What this task involves: What is needed here is a word-for-word copy of all the entries below.

Records START

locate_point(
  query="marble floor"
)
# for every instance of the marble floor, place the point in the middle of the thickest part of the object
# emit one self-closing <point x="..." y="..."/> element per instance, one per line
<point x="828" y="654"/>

Records END

Written response:
locate_point(
  query="marble floor"
)
# for every instance of the marble floor, place the point in the middle of the thickest part of the object
# emit one self-closing <point x="..." y="..."/> element per instance, one per line
<point x="828" y="654"/>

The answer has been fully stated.